WRITTEN PROBLEM:
Reproduce the lines from the start through the line containing "[282,107,311,133]", inclusive, replacing "photograph" with "image" and leaving all else unchanged.

-------- SUPPLIED INFORMATION

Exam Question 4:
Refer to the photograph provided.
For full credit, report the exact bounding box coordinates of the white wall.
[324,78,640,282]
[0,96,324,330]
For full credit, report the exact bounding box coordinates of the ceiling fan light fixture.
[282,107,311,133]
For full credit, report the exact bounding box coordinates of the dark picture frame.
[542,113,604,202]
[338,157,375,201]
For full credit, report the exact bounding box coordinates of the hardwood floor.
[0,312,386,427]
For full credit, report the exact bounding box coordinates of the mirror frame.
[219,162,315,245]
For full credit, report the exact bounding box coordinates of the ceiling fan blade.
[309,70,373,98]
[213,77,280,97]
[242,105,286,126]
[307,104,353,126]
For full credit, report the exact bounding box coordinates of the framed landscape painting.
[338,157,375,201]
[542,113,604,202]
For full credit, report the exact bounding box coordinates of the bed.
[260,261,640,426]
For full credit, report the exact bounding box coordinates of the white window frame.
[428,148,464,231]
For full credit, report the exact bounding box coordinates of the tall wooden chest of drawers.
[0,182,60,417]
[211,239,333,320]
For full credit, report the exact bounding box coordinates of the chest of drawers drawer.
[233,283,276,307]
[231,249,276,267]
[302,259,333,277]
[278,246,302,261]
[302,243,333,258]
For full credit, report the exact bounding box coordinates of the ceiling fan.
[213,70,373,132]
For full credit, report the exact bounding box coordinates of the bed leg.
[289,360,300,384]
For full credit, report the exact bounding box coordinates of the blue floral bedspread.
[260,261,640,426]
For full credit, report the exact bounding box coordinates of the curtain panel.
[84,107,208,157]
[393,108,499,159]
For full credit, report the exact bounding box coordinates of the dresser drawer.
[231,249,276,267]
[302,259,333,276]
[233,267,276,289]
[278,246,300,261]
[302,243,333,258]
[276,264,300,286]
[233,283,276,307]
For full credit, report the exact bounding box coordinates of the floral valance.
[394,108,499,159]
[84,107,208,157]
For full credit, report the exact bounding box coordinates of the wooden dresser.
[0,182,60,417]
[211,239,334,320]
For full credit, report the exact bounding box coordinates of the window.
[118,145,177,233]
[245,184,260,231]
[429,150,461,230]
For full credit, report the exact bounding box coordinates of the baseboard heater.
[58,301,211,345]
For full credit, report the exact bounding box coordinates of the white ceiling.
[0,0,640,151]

----------------

OUTPUT:
Exam Question 4:
Refer to the image provided.
For full credit, report the exact bounding box coordinates of the white wall.
[324,78,640,282]
[0,96,324,330]
For full credit, report the exact bounding box coordinates of the ceiling fan light fixture.
[282,107,311,133]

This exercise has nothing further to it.